> **What is needed**
Copy all of the following rows word for word, line by line, with no changes.

______________________________

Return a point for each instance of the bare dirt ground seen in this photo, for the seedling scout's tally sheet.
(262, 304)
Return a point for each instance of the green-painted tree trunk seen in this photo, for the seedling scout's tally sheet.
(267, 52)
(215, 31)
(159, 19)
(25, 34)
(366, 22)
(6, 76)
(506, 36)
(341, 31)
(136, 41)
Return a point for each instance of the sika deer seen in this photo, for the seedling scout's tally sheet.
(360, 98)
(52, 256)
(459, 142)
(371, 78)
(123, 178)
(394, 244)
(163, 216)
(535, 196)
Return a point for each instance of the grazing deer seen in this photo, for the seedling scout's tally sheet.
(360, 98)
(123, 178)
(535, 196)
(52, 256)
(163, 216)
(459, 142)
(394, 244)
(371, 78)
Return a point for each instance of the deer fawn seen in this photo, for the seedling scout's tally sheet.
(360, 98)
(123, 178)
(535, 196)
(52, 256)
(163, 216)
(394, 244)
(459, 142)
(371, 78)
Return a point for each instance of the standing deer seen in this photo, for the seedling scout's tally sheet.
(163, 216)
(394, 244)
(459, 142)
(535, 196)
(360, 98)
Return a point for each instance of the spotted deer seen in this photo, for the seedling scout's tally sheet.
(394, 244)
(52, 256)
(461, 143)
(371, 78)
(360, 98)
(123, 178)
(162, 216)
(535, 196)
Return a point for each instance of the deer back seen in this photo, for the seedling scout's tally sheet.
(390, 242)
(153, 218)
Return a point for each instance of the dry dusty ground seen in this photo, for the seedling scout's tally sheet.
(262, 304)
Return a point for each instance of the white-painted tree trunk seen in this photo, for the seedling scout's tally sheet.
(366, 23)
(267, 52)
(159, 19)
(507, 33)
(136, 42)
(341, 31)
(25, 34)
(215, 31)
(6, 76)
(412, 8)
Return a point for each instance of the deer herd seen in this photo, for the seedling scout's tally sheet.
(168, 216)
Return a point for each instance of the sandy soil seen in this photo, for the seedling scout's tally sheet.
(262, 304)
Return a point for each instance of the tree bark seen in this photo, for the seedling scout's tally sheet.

______________________________

> **Solution to this problem**
Return a point for each instance of the bare dirt ground seen in this photo, for the seedling scout's tally sheet.
(262, 304)
Return a point for each instance of the green-painted tree trunk seen in this photo, for the seedling scout's tally sheet.
(267, 52)
(215, 31)
(159, 19)
(25, 34)
(366, 22)
(6, 76)
(506, 36)
(341, 31)
(136, 41)
Return a point for each instance of the sika deer seen in this photo, for the seedling scout's tally sheet.
(360, 98)
(52, 256)
(459, 142)
(371, 78)
(123, 178)
(394, 244)
(163, 216)
(535, 196)
Return a point for each instance of the grazing deer seen in this photo, for the seedling scout's tally sheet.
(360, 98)
(123, 178)
(535, 196)
(52, 256)
(163, 216)
(459, 142)
(394, 244)
(371, 78)
Return a point for each instance of the deer fawn seen in this photo, for the seedling scout's tally sheet.
(360, 98)
(123, 178)
(535, 196)
(52, 256)
(163, 216)
(394, 244)
(459, 142)
(371, 78)
Return a point for each instance of the standing deer seen in this photo, for the seedling scout's tally sheet.
(163, 216)
(394, 244)
(459, 142)
(535, 196)
(360, 98)
Return a point for each instance of the spotted deer seen in this photo, for the seedling scout's tally sheet.
(394, 244)
(52, 256)
(461, 143)
(371, 78)
(360, 98)
(123, 178)
(162, 216)
(535, 196)
Return a point for each instance of the deer back seen in this photo, for the seedling scout's tally sheet.
(390, 242)
(153, 218)
Return a point for each instance of the dry dusty ground seen in this photo, for the seedling scout's tally sheet.
(262, 304)
Return a point for each instance of the white-painted tree trunk seen in this photo, for the seedling scout's tally sheet.
(366, 23)
(267, 52)
(159, 19)
(507, 33)
(136, 42)
(341, 31)
(25, 34)
(215, 31)
(6, 76)
(412, 8)
Return a point for each instance of the deer herd seen in this photo, for the seedling scout's tally sheet.
(168, 216)
Return a point for each instance of the sandy soil seen in this photo, for the seedling scout's tally sheet.
(262, 304)
Return a point for each instance of the tree bark seen in this photo, for the seedling scout's tally sheet.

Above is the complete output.